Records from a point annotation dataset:
########################################

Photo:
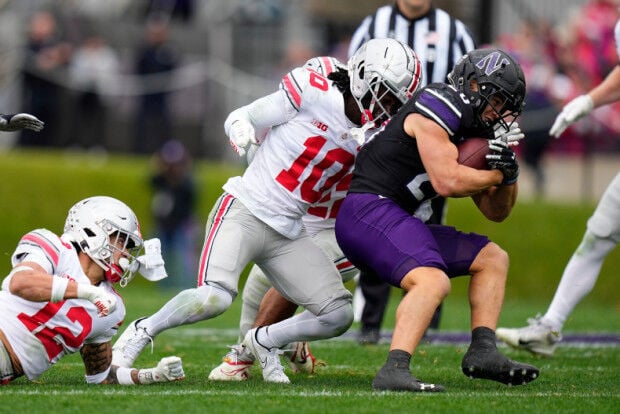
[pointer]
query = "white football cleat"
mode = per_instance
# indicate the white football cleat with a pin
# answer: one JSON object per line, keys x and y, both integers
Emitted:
{"x": 538, "y": 338}
{"x": 235, "y": 365}
{"x": 130, "y": 344}
{"x": 269, "y": 359}
{"x": 302, "y": 359}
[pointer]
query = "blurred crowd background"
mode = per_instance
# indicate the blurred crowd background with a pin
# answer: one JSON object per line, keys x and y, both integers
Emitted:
{"x": 130, "y": 75}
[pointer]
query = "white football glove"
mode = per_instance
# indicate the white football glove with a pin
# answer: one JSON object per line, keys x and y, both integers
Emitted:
{"x": 150, "y": 265}
{"x": 512, "y": 136}
{"x": 16, "y": 122}
{"x": 104, "y": 301}
{"x": 241, "y": 134}
{"x": 167, "y": 370}
{"x": 572, "y": 111}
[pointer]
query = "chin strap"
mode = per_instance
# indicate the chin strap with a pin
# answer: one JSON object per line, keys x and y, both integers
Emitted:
{"x": 114, "y": 273}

########################################

Locate every line in the rows above that contains the string "background", and copy each of those lines.

query = "blurred crowd background"
# indicate the blurred crowd background with a pin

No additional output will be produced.